PASSAGE GIVEN
Should hopefully know within the next 2 weeks how many boys and girls I got out of this spawn. I can't wait to start the halfmoons. *grin*


----------



## Thistle (Jun 4, 2006)

More baby betta pics. (these will probably be the last ones posted from this batch as they'll be starting to go to their new homes starting the end of next week)


----------



## Ciddian (Mar 15, 2006)

They look wonderful!!!!! You got some great growth this spawn!!


----------



## Thistle (Jun 4, 2006)

Thanks! It sure has been an adventure with my first successful spawn.

I still can't believe the colours on them considering sire was orange with some slight black on him and dam was pure white with irid blue/purple. Oh well, that's petstore fish for ya. lol

Once they're all in their new homes I'll be taking a few weeks break before I try to spawn my HM pair. This should give me time to catch up on some other stuff that's been neglected cause of all those water changes.


----------



## Ciddian (Mar 15, 2006)

God they are sooo pretty ^^


----------



## Thistle (Jun 4, 2006)

It's been an absolute joy to watch these guys grow up. *beams with motherly pride*

I've raised kittens (even had to play midwife a few times during breach births) and baby budgies in my time but nothing compares to watching something grow from barely the size of the head of a pin to well over 1". Well, ok - there is my daughter but that's a whole 'nother story.


----------

DATA LISTING
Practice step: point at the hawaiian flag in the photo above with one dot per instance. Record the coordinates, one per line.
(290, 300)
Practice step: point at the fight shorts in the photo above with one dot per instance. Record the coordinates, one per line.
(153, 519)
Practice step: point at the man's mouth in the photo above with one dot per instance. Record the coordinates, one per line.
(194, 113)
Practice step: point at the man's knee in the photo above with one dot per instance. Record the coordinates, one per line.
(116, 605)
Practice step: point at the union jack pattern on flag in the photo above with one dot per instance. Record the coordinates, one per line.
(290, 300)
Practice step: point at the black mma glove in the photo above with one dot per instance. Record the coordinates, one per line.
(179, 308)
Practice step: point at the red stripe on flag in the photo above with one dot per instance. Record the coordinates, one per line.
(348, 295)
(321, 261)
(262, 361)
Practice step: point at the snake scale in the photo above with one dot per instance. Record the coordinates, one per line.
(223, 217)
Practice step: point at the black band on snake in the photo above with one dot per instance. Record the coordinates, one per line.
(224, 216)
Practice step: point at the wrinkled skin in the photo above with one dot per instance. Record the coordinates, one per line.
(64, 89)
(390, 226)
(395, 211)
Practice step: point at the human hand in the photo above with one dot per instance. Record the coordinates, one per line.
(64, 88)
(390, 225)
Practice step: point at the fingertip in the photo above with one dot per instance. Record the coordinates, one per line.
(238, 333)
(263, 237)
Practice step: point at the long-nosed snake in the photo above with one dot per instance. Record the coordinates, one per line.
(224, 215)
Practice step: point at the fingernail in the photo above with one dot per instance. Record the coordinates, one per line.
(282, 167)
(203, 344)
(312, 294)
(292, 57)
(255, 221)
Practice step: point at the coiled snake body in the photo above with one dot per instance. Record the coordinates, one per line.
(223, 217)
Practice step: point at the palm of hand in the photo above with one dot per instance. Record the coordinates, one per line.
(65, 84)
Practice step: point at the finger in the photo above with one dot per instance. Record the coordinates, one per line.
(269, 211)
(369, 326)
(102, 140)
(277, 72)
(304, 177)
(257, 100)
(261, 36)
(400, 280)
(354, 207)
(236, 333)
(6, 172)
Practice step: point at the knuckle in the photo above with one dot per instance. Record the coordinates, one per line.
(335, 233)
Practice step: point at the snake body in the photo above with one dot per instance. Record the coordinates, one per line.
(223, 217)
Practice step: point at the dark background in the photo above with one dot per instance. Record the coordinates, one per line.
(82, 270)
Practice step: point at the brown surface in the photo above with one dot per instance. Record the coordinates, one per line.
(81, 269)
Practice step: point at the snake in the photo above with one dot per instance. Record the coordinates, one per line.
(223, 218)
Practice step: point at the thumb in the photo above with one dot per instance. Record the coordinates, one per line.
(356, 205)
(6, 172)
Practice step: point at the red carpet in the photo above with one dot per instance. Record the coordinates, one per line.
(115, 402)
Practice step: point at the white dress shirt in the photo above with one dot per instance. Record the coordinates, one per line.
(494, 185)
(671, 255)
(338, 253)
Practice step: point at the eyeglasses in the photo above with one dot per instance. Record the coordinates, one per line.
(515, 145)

TASK OBJECTIVE
In the forum thread about the betta spawn, why does Thistle plan a few weeks' break before trying to spawn the HM pair?

FINAL RESULT
The break should give Thistle time to catch up on other things that were neglected because of all the water changes. It will start once all the babies are in their new homes.